**PROMPT**
Work through the material beneath and count the lines that include "vent"; the answer is that number alone.

======== EXERCISE DATA

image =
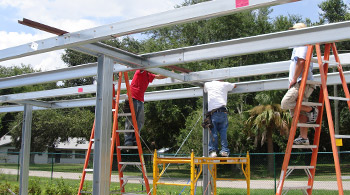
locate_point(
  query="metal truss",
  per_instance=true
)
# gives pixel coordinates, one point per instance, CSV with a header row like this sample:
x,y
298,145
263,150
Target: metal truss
x,y
112,59
186,14
242,87
89,70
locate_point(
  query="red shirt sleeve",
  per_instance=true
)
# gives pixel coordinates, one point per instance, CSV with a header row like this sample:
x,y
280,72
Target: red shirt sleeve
x,y
151,77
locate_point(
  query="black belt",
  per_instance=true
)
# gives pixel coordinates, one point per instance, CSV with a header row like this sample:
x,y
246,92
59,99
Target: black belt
x,y
221,109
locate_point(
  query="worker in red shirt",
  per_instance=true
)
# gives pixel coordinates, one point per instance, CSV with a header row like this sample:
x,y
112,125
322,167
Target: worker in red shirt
x,y
138,86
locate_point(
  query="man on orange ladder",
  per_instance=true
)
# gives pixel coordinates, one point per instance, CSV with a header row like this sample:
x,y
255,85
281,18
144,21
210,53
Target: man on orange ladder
x,y
138,86
308,114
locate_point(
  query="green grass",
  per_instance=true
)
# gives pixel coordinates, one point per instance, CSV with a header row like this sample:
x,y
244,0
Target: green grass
x,y
161,190
258,172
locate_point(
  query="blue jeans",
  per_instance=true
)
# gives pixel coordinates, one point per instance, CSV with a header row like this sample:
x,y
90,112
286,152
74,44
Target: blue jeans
x,y
220,125
130,138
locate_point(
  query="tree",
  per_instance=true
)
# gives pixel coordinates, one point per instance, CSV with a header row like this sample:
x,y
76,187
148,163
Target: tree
x,y
333,11
264,120
51,126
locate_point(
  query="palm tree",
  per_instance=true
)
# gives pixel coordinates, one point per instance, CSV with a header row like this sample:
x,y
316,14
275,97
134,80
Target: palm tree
x,y
264,120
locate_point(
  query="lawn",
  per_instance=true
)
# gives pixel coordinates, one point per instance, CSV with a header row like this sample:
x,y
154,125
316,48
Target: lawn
x,y
47,185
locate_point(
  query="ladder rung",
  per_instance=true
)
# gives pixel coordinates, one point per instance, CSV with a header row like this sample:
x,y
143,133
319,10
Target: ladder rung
x,y
342,136
127,147
314,60
297,188
126,131
311,104
338,98
307,125
304,146
310,82
346,177
301,167
130,163
124,114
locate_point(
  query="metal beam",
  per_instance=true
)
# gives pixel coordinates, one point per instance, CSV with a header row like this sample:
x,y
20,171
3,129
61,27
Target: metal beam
x,y
336,31
25,149
242,87
49,76
36,103
261,43
224,73
103,125
177,16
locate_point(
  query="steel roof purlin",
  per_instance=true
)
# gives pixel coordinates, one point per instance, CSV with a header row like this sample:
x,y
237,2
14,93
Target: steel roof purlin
x,y
190,13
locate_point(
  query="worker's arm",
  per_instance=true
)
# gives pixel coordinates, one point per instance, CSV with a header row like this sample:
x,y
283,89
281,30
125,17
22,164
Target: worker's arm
x,y
159,76
298,69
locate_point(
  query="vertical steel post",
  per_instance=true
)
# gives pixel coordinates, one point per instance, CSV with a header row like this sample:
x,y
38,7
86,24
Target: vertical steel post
x,y
103,125
25,149
205,147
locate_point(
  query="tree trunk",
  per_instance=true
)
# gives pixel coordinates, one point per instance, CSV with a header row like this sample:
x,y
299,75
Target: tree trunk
x,y
270,159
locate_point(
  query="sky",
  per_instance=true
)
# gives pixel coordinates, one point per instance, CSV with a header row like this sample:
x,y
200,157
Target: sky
x,y
75,15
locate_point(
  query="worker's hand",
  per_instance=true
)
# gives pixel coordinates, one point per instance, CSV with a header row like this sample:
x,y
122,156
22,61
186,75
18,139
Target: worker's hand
x,y
292,83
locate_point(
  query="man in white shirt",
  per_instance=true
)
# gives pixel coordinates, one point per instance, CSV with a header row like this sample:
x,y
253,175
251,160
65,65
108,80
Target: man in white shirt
x,y
217,100
308,114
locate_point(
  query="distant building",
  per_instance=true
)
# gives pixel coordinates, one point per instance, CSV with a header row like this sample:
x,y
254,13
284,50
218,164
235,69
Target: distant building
x,y
71,151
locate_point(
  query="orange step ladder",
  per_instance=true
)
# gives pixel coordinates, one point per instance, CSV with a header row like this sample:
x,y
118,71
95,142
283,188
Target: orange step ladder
x,y
323,102
115,144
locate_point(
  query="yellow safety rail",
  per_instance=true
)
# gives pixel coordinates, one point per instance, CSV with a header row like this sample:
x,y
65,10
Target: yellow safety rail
x,y
200,161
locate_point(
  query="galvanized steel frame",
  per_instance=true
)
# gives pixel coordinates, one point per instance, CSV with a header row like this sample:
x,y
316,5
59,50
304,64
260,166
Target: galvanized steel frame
x,y
84,41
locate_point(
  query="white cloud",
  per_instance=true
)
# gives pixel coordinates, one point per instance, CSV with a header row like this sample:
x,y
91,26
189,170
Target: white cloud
x,y
70,16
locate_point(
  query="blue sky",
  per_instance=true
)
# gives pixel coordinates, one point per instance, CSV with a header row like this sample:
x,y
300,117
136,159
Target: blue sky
x,y
82,14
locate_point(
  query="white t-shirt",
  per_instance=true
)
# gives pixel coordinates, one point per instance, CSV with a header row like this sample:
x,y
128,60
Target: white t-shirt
x,y
217,93
299,52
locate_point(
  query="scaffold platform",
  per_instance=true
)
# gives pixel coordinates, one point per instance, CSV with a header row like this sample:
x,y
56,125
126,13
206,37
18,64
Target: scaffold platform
x,y
196,172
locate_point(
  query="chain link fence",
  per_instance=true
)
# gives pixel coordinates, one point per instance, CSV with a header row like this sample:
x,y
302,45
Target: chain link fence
x,y
265,170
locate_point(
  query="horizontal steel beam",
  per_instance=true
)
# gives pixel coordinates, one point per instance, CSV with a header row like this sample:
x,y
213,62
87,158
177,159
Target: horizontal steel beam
x,y
336,31
242,87
86,70
191,13
90,70
262,43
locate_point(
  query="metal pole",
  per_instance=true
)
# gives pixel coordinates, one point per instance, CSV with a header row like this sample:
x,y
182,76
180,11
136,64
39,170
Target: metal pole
x,y
205,147
52,166
25,149
103,125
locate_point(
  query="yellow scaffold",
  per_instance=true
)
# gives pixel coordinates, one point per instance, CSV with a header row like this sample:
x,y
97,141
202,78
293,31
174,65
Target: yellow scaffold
x,y
200,161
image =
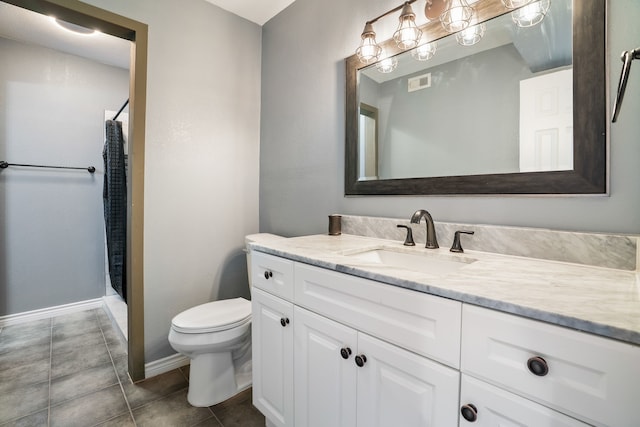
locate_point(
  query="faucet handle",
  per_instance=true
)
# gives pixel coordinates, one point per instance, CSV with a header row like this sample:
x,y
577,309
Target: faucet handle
x,y
408,241
457,247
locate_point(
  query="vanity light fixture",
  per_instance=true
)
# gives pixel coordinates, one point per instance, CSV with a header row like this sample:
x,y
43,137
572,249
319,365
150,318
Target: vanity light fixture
x,y
531,14
369,51
73,28
471,35
387,65
457,16
408,34
514,4
424,52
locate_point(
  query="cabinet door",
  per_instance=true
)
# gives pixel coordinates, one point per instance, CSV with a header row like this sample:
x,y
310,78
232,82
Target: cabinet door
x,y
487,406
593,379
400,388
325,381
272,347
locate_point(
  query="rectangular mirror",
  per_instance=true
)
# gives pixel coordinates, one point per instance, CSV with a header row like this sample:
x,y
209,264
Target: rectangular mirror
x,y
495,117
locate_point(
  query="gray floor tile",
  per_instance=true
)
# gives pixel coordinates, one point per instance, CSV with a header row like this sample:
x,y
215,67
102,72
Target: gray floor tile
x,y
90,409
35,351
154,388
170,411
23,338
64,343
23,374
81,383
124,420
84,357
239,411
78,327
36,327
39,419
103,317
209,422
72,318
23,401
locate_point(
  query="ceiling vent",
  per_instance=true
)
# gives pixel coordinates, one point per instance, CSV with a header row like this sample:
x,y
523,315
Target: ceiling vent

================

**REPLY TO THE TASK**
2